= Given text =
——

Archived from groups: alt.games.civ3 (More info?)

i like this idea very much....

--
From Adam Webb, Overlag
www.tacticalgamer.com
CS:SOURCE server now active :D 

"Byron Creek" <byroncreek@hotmail.com> wrote in message
news:nFNEd.114126$K7.73274@news-server.bigpond.net.au...
> One thing I would like to see in Civ 4 is big modern megacities. Surely we
> can have a way to create really big cities in the modern age.
> Perhaps this could be done with a new ability for settlers to found a
suburb
> in each square ajoining the city square. Doing this could increase the
city
> radius by one square all the way around for but only for cities size 21
and
> above. Small cities within two or three squares of the main city centre
> could even be swallowed up to become suburbs of the megacity.
> Large, sprawling cities began to appear in the real world with the advent
of
> the motor car, so this settler ability should be available with the
> motorised transport tech.
>
> Just imagine the production, commerce and science you would get as three
or
> four smaller cities transform into one sprawling metropolis of maybe size
50
> or 60!

——

= Source data =
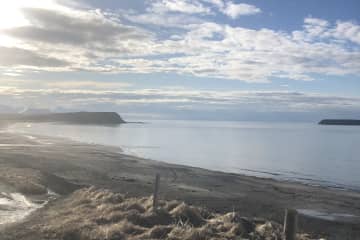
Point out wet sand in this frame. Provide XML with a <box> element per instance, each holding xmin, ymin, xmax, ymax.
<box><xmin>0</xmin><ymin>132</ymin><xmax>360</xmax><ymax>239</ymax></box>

——

= Description of the task =
Copy everything in the Civ 4 newsgroup post from "Archived from groups: alt.games.civ3" down to "the modern age.", substituting "metropolises" for "megacities". The data has no connection to the newsgroup post.

= Task answer =
Archived from groups: alt.games.civ3 (More info?)

i like this idea very much....

--
From Adam Webb, Overlag
www.tacticalgamer.com
CS:SOURCE server now active :D 

"Byron Creek" <byroncreek@hotmail.com> wrote in message
news:nFNEd.114126$K7.73274@news-server.bigpond.net.au...
> One thing I would like to see in Civ 4 is big modern metropolises. Surely we
> can have a way to create really big cities in the modern age.